Exercise details:
Reproduce the whole listing below word for word, leaving out the picture.
— Start —
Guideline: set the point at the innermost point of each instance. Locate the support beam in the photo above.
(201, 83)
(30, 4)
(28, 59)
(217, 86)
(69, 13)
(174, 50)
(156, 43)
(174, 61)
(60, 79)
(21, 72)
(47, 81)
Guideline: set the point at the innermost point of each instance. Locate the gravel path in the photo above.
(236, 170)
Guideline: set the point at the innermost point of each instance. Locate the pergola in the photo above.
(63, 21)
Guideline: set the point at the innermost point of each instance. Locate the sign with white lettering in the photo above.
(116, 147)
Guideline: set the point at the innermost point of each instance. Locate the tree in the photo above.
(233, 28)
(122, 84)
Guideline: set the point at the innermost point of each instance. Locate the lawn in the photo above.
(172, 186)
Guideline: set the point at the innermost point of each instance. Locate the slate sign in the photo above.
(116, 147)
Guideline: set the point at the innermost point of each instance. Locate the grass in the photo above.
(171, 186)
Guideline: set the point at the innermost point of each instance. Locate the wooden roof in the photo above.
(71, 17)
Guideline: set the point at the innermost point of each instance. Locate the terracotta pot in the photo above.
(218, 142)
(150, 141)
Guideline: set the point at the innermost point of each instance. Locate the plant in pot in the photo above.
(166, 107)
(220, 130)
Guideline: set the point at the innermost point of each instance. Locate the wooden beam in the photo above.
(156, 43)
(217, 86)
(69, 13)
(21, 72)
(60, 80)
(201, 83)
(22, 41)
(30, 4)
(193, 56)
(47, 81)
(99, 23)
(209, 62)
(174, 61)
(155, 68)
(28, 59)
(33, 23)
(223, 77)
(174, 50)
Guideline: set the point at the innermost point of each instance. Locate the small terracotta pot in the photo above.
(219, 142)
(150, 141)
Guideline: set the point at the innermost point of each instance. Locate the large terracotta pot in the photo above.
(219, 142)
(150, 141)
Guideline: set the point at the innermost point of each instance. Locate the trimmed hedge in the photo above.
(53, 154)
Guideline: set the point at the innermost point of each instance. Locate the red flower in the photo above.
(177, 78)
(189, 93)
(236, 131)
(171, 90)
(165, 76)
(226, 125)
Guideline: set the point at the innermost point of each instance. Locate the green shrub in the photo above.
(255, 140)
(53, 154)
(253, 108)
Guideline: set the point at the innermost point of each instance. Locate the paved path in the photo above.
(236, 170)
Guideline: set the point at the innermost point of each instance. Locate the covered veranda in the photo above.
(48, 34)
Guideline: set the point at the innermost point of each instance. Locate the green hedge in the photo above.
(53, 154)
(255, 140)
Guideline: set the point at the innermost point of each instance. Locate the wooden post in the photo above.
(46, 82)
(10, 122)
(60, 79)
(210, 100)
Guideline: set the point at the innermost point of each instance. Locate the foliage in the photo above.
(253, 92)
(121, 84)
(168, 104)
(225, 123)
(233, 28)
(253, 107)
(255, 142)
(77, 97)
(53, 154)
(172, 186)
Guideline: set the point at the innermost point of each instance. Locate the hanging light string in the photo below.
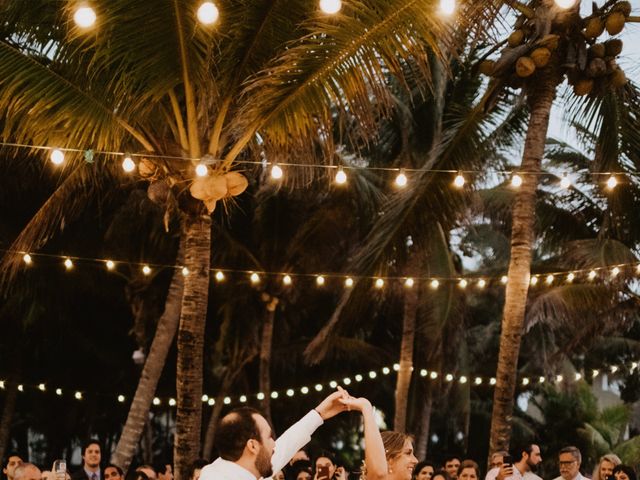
— End —
Answer to the problem:
Guideline: set the point at the innermost point of each instance. Locate the support beam in the photo above.
(201, 83)
(30, 4)
(28, 59)
(217, 86)
(69, 13)
(174, 50)
(156, 43)
(174, 61)
(60, 79)
(21, 72)
(47, 81)
Guideline: set the point at the innermost point of each instance. Locate the gravel path in the photo above.
(236, 170)
Guideline: set the point at the innermost point of each instance. Locate the pergola in the photo above.
(63, 21)
Guideline: set the point at the innermost point of each instance. Locate the sign with white lettering in the photo above.
(116, 147)
Guideline: set the point at the innermost point of each instance. Locate the tree in the photo above.
(233, 28)
(122, 84)
Guideline: set the point at the innermost point of each instance. Locate the lawn in the photo above.
(172, 186)
Guideline: set the point at the innermost point of each instance. Locate the slate sign in the photo above.
(116, 147)
Guideline: set the point at the innermost point of each instance. Locate the grass in the photo above.
(171, 186)
Guideline: set the point at the innermost point of each instance. Locate the wooden roof in the photo above.
(71, 17)
Guideline: set the point at the innermost point of each instance. Locate the terracotta pot in the photo above.
(218, 142)
(150, 141)
Guideline: set the point at the innermost point of each instance. Locate the plant in pot in the photo above.
(166, 107)
(220, 130)
Guideline: set the point at the innermost point of each instance. Locate the wooden beam in the photo above.
(156, 43)
(217, 86)
(69, 13)
(21, 72)
(60, 80)
(201, 83)
(22, 41)
(30, 4)
(193, 56)
(47, 81)
(99, 23)
(209, 62)
(174, 61)
(155, 68)
(28, 59)
(33, 23)
(223, 77)
(174, 50)
Guideline: set the point at the innermost point of each instance. Locate the small terracotta pot in the photo above.
(219, 142)
(150, 141)
Guideline: set the point at the innermost point of each instance. Locate the large terracotta pot in the photo above.
(219, 142)
(150, 141)
Guideline: set the point at the innermost point of each instance. Locate the trimmed hedge in the photo above.
(53, 154)
Guideline: set the point at the innermost point of each instance. Locate the red flower in the photo above.
(177, 78)
(189, 93)
(236, 131)
(171, 90)
(165, 76)
(226, 125)
Guideline: set the point at the innermost point of each instance. Locate the green shrub in the photo above.
(255, 140)
(53, 154)
(253, 108)
Guideline: set the point at the innermost point of each instance. Locate the paved path in the photo above.
(236, 170)
Guideline: set the point at the innermost point of each instance. Locate the covered veranda in the photo above.
(48, 34)
Guideline: set the point at the innermost point of each instance. Locate the green hedge in the photo above.
(53, 154)
(255, 140)
Guideline: set the point at the innermost point of each instance. Locate the wooden post in the photo above.
(46, 82)
(10, 122)
(60, 79)
(210, 100)
Guideline: set the point at the innermost point of each instance. Locate the foliage in the photo above.
(253, 92)
(121, 84)
(168, 104)
(225, 123)
(233, 28)
(253, 107)
(255, 142)
(77, 97)
(53, 154)
(172, 186)
Guideline: set the point at the innermost point of each instance. Locate the hanging light string in the photo below.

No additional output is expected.